### Kutipan:

· · ·

Gunung Tanpa Puncak

Mahfud Achyar
9 min readSep 15, 2022

--

Mt. Merapi (2018)

Jika ditanya, sejak kapan saya mulai suka mendaki gunung? Saya tidak ingat persisnya kapan. Namun ketika kecil, saya sering melihat puncak gunung; saya penasaran seperti apa rasanya berada di puncak gunung? Pasti menyenangkan bisa melihat cakrawala yang luas. Pasti jadi memiliki sudut pandang yang lebih luas dibandingkan orang-orang di bawah.

Ketika kecil, kakak perempuan pertama saya sudah mendaki gunung. Ia memamerkan foto-fotonya ketika di gunung. Saat itu, belum ada kamera digital. Jadi, foto-foto masih dicetak. Dari sekian banyak foto, saya terkesima dengan foto pemandangan matahari terbit. Indah sekali. Tidak pernah saya melihat secara langsung matahari terbit dari puncak gunung. Saya tidak mengamini bahwa suatu saat saya juga akan menyukai hobi kakak saya tersebut.

Beranjak remaja, saya beberapa kali mendaki bukit bersama sepupu saya. Kami sepakat untuk adu kecepatan, siapa yang paling dulu sampai di atas bukit. Saya tidak ingat siapa pemenangnya. Mungkin kami tiba di puncak bukit dalam waktu yang bersamaan. Pernah juga, saya mengunjungi sebuah bukit yang cukup jauh dari rumah. Berada di atas bukit, membuat saya berpikir betapa kecilnya manusia.

· · ·

### Cuplikan Data:
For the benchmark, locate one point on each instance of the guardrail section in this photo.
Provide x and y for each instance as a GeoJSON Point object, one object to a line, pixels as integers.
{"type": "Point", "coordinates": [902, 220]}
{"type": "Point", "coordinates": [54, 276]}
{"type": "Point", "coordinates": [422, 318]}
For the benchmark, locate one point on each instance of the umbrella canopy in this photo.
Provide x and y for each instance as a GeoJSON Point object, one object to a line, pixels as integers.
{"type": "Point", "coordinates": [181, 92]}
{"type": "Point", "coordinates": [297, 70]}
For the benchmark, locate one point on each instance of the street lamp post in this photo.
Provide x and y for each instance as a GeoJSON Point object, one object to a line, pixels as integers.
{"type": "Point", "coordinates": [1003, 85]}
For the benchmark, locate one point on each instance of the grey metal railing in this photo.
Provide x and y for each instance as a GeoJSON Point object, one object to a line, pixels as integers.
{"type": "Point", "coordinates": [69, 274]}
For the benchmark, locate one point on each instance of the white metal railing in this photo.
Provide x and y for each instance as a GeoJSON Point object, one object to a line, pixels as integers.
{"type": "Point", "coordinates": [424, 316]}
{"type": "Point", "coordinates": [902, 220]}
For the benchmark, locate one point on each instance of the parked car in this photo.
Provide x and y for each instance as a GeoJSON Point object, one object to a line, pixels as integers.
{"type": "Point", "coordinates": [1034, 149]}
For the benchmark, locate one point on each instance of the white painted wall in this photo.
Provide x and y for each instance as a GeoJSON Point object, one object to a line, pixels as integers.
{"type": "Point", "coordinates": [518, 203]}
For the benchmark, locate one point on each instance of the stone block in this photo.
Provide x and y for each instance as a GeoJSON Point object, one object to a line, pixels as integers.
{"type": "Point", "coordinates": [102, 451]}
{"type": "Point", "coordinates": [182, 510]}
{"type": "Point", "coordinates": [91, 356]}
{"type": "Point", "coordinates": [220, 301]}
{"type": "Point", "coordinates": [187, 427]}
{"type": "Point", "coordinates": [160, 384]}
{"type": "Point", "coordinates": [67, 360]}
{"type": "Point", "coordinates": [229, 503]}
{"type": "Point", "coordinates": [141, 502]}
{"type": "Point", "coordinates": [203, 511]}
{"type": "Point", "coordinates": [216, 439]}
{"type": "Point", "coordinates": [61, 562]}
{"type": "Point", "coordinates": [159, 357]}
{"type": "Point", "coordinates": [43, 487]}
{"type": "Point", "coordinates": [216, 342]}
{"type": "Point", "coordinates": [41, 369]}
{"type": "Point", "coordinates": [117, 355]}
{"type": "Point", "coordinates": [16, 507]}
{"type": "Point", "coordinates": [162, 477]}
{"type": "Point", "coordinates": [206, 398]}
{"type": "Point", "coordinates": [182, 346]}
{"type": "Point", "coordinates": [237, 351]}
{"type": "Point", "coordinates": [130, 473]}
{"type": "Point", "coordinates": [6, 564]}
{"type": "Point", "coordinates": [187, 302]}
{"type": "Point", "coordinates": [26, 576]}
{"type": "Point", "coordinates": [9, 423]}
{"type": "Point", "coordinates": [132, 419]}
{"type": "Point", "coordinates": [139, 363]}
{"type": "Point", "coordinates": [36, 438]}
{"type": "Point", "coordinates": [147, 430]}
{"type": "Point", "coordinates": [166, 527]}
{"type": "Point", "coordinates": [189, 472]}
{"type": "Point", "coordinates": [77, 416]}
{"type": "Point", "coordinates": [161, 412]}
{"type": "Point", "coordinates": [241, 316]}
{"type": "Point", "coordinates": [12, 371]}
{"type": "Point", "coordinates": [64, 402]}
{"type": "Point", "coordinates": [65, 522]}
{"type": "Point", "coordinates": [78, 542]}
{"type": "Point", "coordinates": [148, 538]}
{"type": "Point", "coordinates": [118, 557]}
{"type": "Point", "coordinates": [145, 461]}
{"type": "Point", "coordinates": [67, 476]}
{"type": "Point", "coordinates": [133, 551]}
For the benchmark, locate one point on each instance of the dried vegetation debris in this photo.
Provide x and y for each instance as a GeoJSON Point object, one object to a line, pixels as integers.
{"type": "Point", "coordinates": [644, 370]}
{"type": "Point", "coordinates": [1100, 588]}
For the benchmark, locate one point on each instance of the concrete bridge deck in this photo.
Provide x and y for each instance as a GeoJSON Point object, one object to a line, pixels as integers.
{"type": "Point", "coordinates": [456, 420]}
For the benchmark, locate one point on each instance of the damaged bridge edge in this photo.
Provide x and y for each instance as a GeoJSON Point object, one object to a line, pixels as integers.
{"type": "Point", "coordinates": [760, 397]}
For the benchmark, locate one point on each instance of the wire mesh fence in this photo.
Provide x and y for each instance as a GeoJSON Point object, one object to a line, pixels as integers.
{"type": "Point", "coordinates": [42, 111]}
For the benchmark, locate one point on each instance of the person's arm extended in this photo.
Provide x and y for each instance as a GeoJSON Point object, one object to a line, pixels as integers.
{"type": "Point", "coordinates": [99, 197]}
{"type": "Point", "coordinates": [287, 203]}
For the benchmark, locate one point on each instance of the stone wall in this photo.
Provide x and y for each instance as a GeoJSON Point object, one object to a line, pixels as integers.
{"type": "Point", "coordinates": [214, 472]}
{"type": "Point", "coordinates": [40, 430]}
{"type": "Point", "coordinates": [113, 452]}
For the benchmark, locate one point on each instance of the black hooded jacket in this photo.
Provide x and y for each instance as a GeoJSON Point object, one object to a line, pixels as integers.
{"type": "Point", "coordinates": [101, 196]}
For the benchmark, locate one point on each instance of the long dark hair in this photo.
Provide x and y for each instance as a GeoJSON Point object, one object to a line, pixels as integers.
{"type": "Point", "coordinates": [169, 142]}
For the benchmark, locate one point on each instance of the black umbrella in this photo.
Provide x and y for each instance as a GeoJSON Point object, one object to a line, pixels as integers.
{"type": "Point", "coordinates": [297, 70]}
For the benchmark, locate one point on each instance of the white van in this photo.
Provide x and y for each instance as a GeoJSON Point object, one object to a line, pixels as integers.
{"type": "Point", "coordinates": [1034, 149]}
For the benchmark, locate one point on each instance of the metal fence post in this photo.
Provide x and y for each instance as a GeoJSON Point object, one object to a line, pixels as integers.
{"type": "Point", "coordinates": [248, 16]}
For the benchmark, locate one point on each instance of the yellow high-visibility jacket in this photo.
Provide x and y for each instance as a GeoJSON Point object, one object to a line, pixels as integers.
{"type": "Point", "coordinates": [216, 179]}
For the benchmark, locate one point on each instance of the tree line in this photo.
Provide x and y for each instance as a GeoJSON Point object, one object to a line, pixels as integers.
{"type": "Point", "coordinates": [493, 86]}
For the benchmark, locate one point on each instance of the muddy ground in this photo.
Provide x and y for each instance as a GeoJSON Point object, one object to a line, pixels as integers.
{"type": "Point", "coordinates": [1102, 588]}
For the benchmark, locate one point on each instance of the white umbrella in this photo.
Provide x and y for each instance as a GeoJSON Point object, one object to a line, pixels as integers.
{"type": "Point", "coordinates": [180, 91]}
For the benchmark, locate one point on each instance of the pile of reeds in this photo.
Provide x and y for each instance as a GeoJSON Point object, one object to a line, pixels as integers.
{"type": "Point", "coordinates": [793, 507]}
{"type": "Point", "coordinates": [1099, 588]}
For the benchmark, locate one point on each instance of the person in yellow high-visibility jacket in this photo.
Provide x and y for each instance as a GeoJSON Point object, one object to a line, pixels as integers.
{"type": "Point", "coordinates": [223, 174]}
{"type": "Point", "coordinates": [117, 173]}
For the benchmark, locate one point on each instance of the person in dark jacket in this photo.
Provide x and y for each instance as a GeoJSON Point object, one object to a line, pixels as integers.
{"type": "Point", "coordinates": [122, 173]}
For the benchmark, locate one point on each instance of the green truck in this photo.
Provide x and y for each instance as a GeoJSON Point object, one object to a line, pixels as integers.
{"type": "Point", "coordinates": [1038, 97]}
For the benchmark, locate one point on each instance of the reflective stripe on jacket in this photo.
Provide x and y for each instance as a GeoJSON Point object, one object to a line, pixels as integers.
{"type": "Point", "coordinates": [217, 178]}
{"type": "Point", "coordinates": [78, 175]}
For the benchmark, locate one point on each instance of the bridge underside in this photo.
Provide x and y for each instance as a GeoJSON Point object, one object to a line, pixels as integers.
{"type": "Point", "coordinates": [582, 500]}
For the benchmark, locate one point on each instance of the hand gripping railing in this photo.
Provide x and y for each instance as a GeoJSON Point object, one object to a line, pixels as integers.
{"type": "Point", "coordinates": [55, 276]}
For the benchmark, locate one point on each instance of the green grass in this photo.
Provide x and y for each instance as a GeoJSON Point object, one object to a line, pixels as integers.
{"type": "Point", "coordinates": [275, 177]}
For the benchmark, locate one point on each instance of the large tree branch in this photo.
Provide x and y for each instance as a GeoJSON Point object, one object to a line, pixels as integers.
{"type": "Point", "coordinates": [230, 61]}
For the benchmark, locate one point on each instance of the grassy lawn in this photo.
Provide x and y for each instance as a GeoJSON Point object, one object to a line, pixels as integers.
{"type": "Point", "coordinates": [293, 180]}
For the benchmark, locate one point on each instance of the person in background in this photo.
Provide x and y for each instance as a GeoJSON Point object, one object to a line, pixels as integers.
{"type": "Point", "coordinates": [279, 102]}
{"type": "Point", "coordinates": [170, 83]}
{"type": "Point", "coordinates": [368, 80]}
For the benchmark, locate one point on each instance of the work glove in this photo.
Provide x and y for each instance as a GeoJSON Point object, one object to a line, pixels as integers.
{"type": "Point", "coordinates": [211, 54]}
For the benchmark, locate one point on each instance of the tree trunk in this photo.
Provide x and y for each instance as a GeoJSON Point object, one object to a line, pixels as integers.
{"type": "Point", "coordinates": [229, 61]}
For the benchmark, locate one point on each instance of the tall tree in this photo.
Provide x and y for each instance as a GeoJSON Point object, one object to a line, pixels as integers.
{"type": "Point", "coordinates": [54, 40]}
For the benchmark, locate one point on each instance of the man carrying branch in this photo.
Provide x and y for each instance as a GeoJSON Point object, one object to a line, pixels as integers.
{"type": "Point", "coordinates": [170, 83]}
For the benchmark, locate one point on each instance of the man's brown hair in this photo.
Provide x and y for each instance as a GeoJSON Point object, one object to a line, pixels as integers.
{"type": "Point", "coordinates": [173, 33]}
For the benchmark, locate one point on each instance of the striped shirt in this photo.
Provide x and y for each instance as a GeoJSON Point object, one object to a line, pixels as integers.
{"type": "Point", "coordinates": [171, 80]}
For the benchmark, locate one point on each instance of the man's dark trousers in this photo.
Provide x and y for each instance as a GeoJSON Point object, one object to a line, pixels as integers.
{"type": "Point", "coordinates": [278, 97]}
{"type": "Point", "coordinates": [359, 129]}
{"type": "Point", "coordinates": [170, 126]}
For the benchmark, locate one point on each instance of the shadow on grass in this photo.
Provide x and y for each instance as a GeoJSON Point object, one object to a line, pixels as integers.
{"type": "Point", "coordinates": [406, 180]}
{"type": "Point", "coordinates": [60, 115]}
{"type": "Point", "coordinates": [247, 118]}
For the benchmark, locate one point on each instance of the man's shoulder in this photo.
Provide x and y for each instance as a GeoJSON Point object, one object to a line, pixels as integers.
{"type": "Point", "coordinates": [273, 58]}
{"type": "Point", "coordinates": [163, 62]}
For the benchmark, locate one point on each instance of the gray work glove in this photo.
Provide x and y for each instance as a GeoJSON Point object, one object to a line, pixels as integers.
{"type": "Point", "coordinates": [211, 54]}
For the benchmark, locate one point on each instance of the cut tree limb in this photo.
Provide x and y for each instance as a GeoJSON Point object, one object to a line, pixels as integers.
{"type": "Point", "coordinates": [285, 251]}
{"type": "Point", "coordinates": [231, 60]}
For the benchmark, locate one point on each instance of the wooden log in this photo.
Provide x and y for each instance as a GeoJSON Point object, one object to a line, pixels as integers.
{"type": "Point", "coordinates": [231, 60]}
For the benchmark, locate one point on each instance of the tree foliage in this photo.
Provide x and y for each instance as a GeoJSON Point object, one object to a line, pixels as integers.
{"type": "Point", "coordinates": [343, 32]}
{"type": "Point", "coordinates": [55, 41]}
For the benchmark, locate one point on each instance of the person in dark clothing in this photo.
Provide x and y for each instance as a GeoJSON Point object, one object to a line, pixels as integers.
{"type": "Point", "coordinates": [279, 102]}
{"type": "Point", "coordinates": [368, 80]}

· · ·

### Ketentuan Tugas:
**A)** Ubah bagian kutipan tentang mendaki gunung antara "Ketika kecil, kakak" dan "betapa kecilnya manusia.", termasuk keduanya, dengan mengganti "sepupu" menjadi "teman".
**B)** Teruskan kutipan tentang kegemaran mendaki gunung itu mulai dari kalimat sesudah kalimat terakhirnya.

### Hasil Tiap Tugas:
**A)**
Ketika kecil, kakak perempuan pertama saya sudah mendaki gunung. Ia memamerkan foto-fotonya ketika di gunung. Saat itu, belum ada kamera digital. Jadi, foto-foto masih dicetak. Dari sekian banyak foto, saya terkesima dengan foto pemandangan matahari terbit. Indah sekali. Tidak pernah saya melihat secara langsung matahari terbit dari puncak gunung. Saya tidak mengamini bahwa suatu saat saya juga akan menyukai hobi kakak saya tersebut.

Beranjak remaja, saya beberapa kali mendaki bukit bersama teman saya. Kami sepakat untuk adu kecepatan, siapa yang paling dulu sampai di atas bukit. Saya tidak ingat siapa pemenangnya. Mungkin kami tiba di puncak bukit dalam waktu yang bersamaan. Pernah juga, saya mengunjungi sebuah bukit yang cukup jauh dari rumah. Berada di atas bukit, membuat saya berpikir betapa kecilnya manusia.

**B)**
Kali Pertama Naik Gunung

Berbeda dengan bukit yang memiliki ketinggian minimal 200 hingga 300 meter, gunung memiliki ketinggian minimal 2000 kaki atau sekitar 610 meter. Namun, ada juga yang menyebut bahwa ketinggian gunung minimal 1000 kaki atau setara dengan 300 meter.

Tahun 2008. Tahun kedua saya kuliah di Universitas Padjadjaran, kampus Jatinangor. Kampus saya diapit oleh dua gunung, yaitu Gunung Manglayang dan Gunung Geulis. Senior kampus bilang, “Belum sah jadi anak Unpad jika belum mendaki kedua gunung tersebut!”

Seorang senior yang kami panggil A Imat, mengajak saya dan teman-teman satu kontrakan untuk mendaki Gunung Manglayang yang memiliki ketinggian 1.818 meter. Kami berangkat malam hari dengan peralatan seadanya: sweater, sleeping bag, senter, dan juga matras.

Pendakian malam hari dengan penerangan seadanya, membuat kami ekstra hati-hati. Kami melangkah perlahan sembari memastikan pijakan kami sudah sesuai dengan jalur utama menuju puncak. Sesekali, saya juga melihat ke bawah memastikan sudah sejauh mana kami melangkah. Kata orang, malam hari bumi seperti dilipat sehingga perjalanan terasa lebih singkat. Entahlah, apakah teori itu benar adanya?

Beberapa jam mendaki, akhirnya kami sampai di salah satu puncak Gunung Manglayang. Masih dini hari sehingga kami memutuskan untuk menggelar matras, membungkus diri dengan sleeping bag, dan memutuskan untuk memajamkan mata. A Imat membiarkan kami tidur duluan. Ia membuat api unggun untuk menghangatkan kami. Kami tidur menghadap langit malam yang bertabur bintang. Tanpa tenda. Langit malam adalah atap kami. Selamat malam, dunia.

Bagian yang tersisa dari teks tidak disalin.